* _Aim of the exercise_:
Write out exactly the lines of the entries below from the one holding "Target: work glove" to the one holding "Target: white car", inclusive, and leave out all other lines.

#### Information shown ####

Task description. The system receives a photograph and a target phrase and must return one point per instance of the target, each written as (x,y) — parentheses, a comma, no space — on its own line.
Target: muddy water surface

####
#### Information shown ####

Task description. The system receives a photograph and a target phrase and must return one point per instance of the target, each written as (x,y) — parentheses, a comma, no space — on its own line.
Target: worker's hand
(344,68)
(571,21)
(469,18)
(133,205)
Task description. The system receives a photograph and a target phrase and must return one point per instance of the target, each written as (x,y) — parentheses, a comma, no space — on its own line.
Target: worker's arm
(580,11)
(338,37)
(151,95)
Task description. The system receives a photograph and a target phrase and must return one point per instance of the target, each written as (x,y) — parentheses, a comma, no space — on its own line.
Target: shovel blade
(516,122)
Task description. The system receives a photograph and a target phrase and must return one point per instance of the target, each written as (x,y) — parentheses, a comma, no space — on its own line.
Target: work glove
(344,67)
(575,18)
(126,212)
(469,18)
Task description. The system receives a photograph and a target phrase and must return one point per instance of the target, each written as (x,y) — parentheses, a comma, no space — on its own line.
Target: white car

####
#### Information shown ####

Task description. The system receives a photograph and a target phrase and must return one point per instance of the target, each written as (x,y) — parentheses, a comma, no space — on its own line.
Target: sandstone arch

####

* _Response_:
Target: work glove
(344,67)
(575,18)
(126,212)
(469,18)
Task description. The system receives a photograph and a target phrase and must return one point per instance of the target, each written as (x,y) — parentheses, a comma, no space — on its own line.
Target: white car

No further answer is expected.